Given records:
========
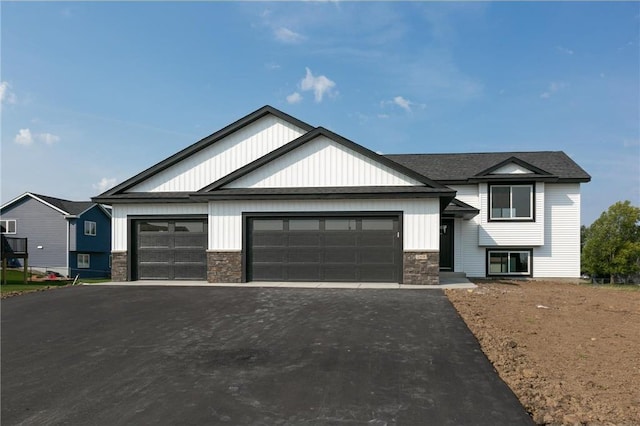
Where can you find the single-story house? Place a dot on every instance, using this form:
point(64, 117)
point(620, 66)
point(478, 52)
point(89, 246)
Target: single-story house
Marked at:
point(271, 198)
point(68, 237)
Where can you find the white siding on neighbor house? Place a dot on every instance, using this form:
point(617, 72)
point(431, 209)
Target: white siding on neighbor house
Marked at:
point(511, 169)
point(121, 212)
point(322, 162)
point(223, 157)
point(421, 218)
point(560, 256)
point(511, 233)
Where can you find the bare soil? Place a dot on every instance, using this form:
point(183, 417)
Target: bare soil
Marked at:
point(570, 352)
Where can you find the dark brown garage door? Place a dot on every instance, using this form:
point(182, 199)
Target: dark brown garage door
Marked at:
point(349, 249)
point(170, 249)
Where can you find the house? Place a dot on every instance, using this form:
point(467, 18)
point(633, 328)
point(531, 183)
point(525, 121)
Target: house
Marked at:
point(271, 198)
point(68, 237)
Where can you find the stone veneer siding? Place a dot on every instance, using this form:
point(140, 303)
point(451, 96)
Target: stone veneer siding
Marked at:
point(224, 267)
point(119, 262)
point(421, 267)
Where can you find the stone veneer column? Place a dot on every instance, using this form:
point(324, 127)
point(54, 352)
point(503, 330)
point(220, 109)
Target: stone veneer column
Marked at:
point(421, 267)
point(119, 260)
point(224, 266)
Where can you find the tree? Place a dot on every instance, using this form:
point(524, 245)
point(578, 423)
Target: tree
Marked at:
point(612, 242)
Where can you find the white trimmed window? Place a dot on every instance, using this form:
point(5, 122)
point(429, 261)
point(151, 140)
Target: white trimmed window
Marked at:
point(8, 226)
point(511, 202)
point(89, 228)
point(509, 262)
point(84, 261)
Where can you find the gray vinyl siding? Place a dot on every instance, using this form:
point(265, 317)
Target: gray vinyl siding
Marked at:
point(42, 226)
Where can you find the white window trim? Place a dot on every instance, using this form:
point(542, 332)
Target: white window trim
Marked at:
point(509, 253)
point(531, 201)
point(84, 264)
point(8, 228)
point(88, 231)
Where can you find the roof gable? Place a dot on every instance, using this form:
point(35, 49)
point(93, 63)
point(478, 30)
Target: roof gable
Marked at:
point(64, 207)
point(461, 168)
point(181, 167)
point(513, 166)
point(318, 159)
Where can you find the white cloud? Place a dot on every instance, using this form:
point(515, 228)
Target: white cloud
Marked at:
point(564, 50)
point(553, 88)
point(294, 98)
point(24, 137)
point(287, 36)
point(320, 85)
point(104, 184)
point(403, 103)
point(48, 138)
point(6, 95)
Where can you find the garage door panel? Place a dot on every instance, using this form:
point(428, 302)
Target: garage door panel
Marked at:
point(269, 239)
point(269, 254)
point(303, 255)
point(340, 255)
point(153, 241)
point(304, 239)
point(343, 239)
point(268, 272)
point(303, 272)
point(333, 272)
point(377, 255)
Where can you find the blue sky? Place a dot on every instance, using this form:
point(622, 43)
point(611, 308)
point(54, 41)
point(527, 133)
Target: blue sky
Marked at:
point(93, 93)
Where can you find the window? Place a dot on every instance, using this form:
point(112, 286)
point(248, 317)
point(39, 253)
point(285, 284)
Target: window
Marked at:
point(509, 262)
point(8, 226)
point(511, 202)
point(89, 228)
point(84, 261)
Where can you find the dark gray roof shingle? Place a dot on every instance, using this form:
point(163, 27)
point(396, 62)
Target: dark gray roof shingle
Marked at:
point(459, 168)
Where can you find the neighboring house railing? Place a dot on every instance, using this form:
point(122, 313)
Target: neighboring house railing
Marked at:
point(13, 247)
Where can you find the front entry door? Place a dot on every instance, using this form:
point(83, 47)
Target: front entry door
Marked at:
point(446, 244)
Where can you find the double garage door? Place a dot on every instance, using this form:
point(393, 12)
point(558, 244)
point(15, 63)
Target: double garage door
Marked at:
point(333, 248)
point(170, 249)
point(364, 249)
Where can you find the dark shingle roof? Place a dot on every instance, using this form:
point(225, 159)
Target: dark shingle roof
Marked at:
point(71, 207)
point(459, 168)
========
What the task requires: Rescale the entries from the line containing "Where can you find the dark shingle" through the end of the entries, and write those lines out again, requests included. Multiply each coordinate in the marked answer points by 2.15 and round to whole numbers, rounding halves up, but leave the numbers in the requests and their sample points unchanged.

Solution:
Where can you find the dark shingle roof? Place a dot on every instance, using this form:
point(225, 159)
Target: dark shingle roof
Marked at:
point(153, 445)
point(987, 361)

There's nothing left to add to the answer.